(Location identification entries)
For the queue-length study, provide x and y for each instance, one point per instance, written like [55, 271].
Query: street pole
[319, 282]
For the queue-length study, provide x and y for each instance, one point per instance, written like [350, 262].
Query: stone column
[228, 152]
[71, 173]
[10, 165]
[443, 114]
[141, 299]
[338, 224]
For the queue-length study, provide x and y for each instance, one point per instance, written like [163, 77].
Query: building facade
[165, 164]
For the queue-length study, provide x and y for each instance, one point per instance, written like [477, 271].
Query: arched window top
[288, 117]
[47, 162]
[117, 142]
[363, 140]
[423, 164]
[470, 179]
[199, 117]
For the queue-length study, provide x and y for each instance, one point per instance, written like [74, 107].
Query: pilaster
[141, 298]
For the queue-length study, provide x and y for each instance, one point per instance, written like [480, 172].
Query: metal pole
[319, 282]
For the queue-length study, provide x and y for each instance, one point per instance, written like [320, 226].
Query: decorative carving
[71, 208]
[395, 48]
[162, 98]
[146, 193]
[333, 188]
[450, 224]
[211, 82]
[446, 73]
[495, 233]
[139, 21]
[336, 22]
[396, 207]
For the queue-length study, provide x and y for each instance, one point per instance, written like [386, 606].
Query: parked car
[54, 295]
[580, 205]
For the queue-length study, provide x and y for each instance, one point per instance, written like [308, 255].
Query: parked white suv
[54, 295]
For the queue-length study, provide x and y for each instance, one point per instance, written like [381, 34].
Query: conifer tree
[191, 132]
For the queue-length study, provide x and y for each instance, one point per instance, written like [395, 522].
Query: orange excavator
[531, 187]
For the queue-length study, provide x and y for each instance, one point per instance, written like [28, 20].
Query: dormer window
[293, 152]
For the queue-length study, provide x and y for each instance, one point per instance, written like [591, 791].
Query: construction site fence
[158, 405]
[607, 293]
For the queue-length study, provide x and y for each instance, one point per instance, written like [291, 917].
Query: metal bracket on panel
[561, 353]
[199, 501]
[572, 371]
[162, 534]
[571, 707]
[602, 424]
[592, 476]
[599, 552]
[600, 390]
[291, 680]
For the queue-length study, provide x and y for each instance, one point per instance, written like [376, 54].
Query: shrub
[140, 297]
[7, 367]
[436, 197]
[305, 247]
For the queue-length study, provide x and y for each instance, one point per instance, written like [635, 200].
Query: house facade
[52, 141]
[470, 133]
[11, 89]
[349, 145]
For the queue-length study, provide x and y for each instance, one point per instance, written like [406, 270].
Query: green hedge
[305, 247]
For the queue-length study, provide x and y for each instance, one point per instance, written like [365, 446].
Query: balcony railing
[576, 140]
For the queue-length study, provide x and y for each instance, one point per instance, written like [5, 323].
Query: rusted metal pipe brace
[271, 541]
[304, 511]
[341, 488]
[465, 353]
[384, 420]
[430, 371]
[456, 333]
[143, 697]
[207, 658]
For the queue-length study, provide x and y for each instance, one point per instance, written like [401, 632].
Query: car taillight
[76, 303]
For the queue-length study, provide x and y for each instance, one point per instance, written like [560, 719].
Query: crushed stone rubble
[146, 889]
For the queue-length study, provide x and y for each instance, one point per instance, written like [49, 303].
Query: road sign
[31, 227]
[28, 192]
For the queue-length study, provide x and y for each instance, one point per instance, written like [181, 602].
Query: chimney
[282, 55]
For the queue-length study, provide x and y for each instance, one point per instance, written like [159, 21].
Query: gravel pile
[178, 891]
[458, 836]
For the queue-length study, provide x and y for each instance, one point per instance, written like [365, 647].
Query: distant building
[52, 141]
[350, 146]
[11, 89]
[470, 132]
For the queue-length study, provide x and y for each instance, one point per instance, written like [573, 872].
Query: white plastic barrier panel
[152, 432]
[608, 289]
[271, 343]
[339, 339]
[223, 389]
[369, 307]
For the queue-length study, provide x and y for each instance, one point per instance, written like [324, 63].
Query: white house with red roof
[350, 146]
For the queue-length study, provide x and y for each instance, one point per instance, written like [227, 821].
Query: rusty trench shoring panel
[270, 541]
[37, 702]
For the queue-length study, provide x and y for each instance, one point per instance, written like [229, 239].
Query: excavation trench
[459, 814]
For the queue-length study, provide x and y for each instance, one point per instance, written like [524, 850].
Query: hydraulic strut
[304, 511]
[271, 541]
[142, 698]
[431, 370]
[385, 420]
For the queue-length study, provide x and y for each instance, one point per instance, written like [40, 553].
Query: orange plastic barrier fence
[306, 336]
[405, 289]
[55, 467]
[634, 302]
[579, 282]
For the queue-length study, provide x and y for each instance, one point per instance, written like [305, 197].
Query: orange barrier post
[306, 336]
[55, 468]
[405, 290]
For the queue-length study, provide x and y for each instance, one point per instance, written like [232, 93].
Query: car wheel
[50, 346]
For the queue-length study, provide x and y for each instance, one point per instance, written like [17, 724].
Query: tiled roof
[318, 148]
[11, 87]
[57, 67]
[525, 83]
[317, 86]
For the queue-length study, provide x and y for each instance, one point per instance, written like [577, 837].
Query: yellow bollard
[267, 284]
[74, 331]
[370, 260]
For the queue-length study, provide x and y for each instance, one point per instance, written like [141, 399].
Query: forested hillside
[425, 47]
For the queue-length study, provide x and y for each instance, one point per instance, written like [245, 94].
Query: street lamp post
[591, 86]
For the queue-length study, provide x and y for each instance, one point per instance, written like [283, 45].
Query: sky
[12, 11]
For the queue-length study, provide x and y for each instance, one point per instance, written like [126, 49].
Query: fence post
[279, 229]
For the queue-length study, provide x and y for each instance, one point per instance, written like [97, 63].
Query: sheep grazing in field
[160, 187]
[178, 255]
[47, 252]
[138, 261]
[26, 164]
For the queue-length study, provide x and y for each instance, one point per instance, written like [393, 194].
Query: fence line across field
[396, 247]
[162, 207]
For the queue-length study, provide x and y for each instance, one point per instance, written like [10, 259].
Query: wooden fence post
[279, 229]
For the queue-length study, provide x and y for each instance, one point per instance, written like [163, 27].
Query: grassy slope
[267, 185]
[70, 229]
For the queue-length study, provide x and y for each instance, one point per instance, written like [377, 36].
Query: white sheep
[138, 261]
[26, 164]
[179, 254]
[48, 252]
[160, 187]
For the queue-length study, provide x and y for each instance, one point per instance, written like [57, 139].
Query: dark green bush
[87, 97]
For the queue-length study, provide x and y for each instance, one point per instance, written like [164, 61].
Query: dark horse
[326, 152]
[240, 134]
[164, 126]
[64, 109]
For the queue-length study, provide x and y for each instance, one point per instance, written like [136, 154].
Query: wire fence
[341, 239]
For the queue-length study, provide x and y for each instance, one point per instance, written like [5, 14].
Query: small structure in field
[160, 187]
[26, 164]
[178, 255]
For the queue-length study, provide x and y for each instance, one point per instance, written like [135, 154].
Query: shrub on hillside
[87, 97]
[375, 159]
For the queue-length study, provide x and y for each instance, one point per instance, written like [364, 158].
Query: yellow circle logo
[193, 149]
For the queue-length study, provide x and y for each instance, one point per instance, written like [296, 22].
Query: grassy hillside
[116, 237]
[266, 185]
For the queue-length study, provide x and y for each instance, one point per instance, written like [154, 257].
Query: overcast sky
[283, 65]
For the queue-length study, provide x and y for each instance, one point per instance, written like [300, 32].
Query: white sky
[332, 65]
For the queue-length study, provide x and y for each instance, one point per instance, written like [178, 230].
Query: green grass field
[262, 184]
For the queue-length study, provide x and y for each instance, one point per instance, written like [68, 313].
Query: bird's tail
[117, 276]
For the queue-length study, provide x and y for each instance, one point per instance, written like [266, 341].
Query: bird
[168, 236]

[THE REQUEST]
Go back to the listing above and please repeat it exactly.

[CORRECT RESPONSE]
For the queue-length study, provide x and y for each instance, one point per instance, written like [55, 271].
Query: street pole
[319, 282]
For the queue-length study, provide x and y for each instance, one point per instance, written like [350, 262].
Query: stone column
[228, 152]
[71, 173]
[10, 165]
[443, 114]
[141, 299]
[338, 224]
For the queue-length study, provide x and y for each instance, one point per instance, written like [163, 77].
Query: building facade
[165, 164]
For the queue-length study, provide x and y for each instance, one point per instance, written like [477, 271].
Query: arched window top
[288, 117]
[47, 162]
[117, 142]
[363, 140]
[423, 164]
[470, 179]
[199, 117]
For the queue-length study, provide x and y for each instance, one point per instance, written like [74, 107].
Query: pilaster
[141, 298]
For the queue-length study, provide x and y for each instance, one point per instance, written like [480, 172].
Query: metal pole
[319, 282]
For the queue-length study, provide x and y for each instance, one point per instance, written like [320, 226].
Query: decorative carving
[71, 208]
[395, 48]
[162, 98]
[146, 193]
[333, 188]
[450, 224]
[211, 82]
[446, 73]
[495, 233]
[139, 21]
[336, 22]
[396, 207]
For the queue-length study, provide x and y for each instance, one point per instance, written like [386, 606].
Query: parked car
[54, 295]
[580, 205]
For the queue-length study, provide x and y for each instance, one point per instance, written like [308, 255].
Query: parked white suv
[54, 295]
For the queue-length study, provide x and y for each instance, one point per instance, written like [381, 34].
Query: conifer tree
[191, 132]
For the queue-length study, provide x and y for each instance, one point per instance, written like [395, 522].
Query: orange excavator
[531, 187]
For the queue-length study, provide x and y for each instance, one point per instance, written like [28, 20].
Query: dormer window
[293, 152]
For the queue-length study, provide x and y for each instance, one point per instance, written like [591, 791].
Query: construction site fence
[158, 405]
[607, 293]
For the queue-length study, provide x and y for each instance, one point per instance, written like [291, 917].
Query: metal bracket on panel
[561, 353]
[199, 501]
[572, 371]
[162, 534]
[571, 707]
[602, 424]
[592, 476]
[599, 552]
[600, 390]
[291, 680]
For the queue-length study, provide x and y for each instance, one point per instance, written like [376, 54].
Query: shrub
[140, 297]
[7, 367]
[436, 197]
[305, 247]
For the queue-length study, provide x and y for each instance, one point per instance, written like [635, 200].
Query: house facade
[52, 141]
[470, 133]
[11, 89]
[349, 145]
For the queue-length study, provide x and y for each instance, one point per instance, written like [406, 270].
Query: green hedge
[305, 247]
For the queue-length study, provide x and y for each instance, one point per instance, written like [365, 446].
Query: balcony railing
[576, 140]
For the queue-length study, provide x and y for each instance, one point per instance, written like [5, 323].
Query: rusted metal pipe brace
[271, 541]
[304, 511]
[341, 488]
[465, 353]
[384, 420]
[430, 371]
[456, 333]
[143, 697]
[207, 658]
For the queue-length study, provide x and y for each instance, one point per instance, written like [401, 632].
Query: car taillight
[76, 303]
For the queue-length study, provide x and y for each instance, one point per instance, written like [560, 719].
Query: crushed stone rubble
[146, 889]
For the queue-length study, provide x and y for each instance, one point per instance, written like [49, 303].
Query: road sign
[31, 227]
[28, 192]
For the queue-length study, provide x and y for each instance, one point per instance, written like [181, 602].
Query: chimney
[282, 55]
For the queue-length study, provide x and y for each instance, one point per instance, written like [159, 21].
Query: gravel pile
[178, 891]
[458, 836]
For the queue-length study, provide x and y for each instance, one point per instance, written like [365, 647].
Query: distant building
[52, 141]
[350, 146]
[11, 89]
[470, 132]
For the queue-length study, provide x and y for each instance, one point per instance, written like [573, 872].
Query: white plastic barrier panel
[152, 432]
[608, 289]
[271, 343]
[339, 339]
[223, 389]
[369, 307]
For the queue-length study, provide x and y for each instance, one point per instance, written like [324, 63].
Query: white house with red roof
[350, 146]
For the queue-length study, provide x and y for each instance, one point per instance, written like [227, 821].
Query: rusty trench shoring panel
[270, 541]
[37, 702]
For the queue-length study, provide x and y for each instance, one point per instance, written like [229, 239].
Query: excavation trench
[459, 814]
For the queue-length study, provide x and y for each instance, one point per instance, written like [524, 850].
Query: hydraulic strut
[304, 511]
[271, 541]
[142, 698]
[431, 370]
[385, 420]
For the queue-length study, provide x and y for each instance, one point per instance, written like [40, 553].
Query: orange plastic barrier fence
[306, 336]
[405, 289]
[55, 467]
[634, 302]
[579, 282]
For the queue-length study, provide x and y for each instance, one point per instance, written like [305, 197].
Query: orange barrier post
[306, 336]
[55, 468]
[405, 290]
For the queue-length study, provide x and y for each instance, one point per instance, written like [232, 93].
Query: car wheel
[50, 346]
For the queue-length study, provide x and y for each instance, one point per instance, written like [17, 724].
Query: tiled roof
[318, 148]
[11, 87]
[57, 67]
[525, 83]
[317, 86]
For the queue-length study, provide x and y for each instance, one point per instance, written like [577, 837].
Query: yellow bollard
[267, 284]
[74, 331]
[370, 260]
For the queue-length study, provide x and y for each instance, one point per instance, written like [141, 399].
Query: forested hillside
[425, 47]
For the queue-length study, provide x and y for each instance, one point per instance, written like [245, 94].
Query: street lamp post
[591, 86]
For the queue-length study, provide x and y for each instance, one point per instance, written like [283, 45].
Query: sky
[12, 11]
For the queue-length study, provide x and y for each instance, one point per instance, written like [126, 49].
Query: fence post
[279, 229]
For the queue-length study, provide x and y for each instance, one point per instance, written like [97, 63].
Query: sheep grazing in field
[160, 187]
[178, 255]
[47, 252]
[138, 261]
[26, 164]
For the queue-length study, provide x and y for each instance, one point per instance, written like [393, 194].
Query: fence line across field
[396, 247]
[162, 207]
For the queue-length study, provide x and y for each instance, one point per instance, written like [10, 259].
Query: wooden fence post
[279, 229]
For the queue-length study, provide x and y for each instance, one point per instance, written like [163, 27].
Query: grassy slope
[267, 185]
[70, 229]
For the queue-length study, provide x and y for each instance, one point per instance, written like [377, 36].
Query: white sheep
[138, 261]
[26, 164]
[179, 254]
[48, 252]
[160, 187]
For the queue-length study, provide x and y for each instance, one point per instance, written like [57, 139].
Query: dark green bush
[87, 97]
For the queue-length study, provide x and y for each instance, one point per instance, written like [164, 61].
Query: dark horse
[326, 152]
[240, 134]
[164, 126]
[64, 109]
For the queue-length study, provide x and y for each instance, one point per instance, written like [136, 154].
Query: wire fence
[341, 239]
For the queue-length study, provide x and y for each instance, one point per instance, written like [5, 14].
Query: small structure in field
[160, 187]
[26, 164]
[178, 255]
For the queue-length study, provide x and y for each instance, one point per instance, written like [135, 154].
Query: shrub on hillside
[87, 97]
[375, 159]
For the queue-length study, provide x and y for each instance, one point per instance, written like [364, 158].
Query: yellow circle logo
[193, 149]
For the queue-length study, provide x and y for each instance, one point per instance, written like [296, 22].
Query: grassy hillside
[116, 237]
[266, 185]
For the queue-length study, provide x and y for each instance, one point per instance, written like [154, 257].
Query: overcast sky
[283, 65]
For the queue-length study, provide x and y for each instance, one point per instance, written like [300, 32].
Query: white sky
[332, 65]
For the queue-length study, provide x and y for each instance, one point per instance, written like [178, 230].
Query: green grass field
[262, 184]
For the queue-length study, provide x and y for each instance, one point per instance, written like [68, 313].
Query: bird's tail
[117, 276]
For the queue-length study, provide x and y for each instance, one point per instance, written like [266, 341].
Query: bird
[168, 236]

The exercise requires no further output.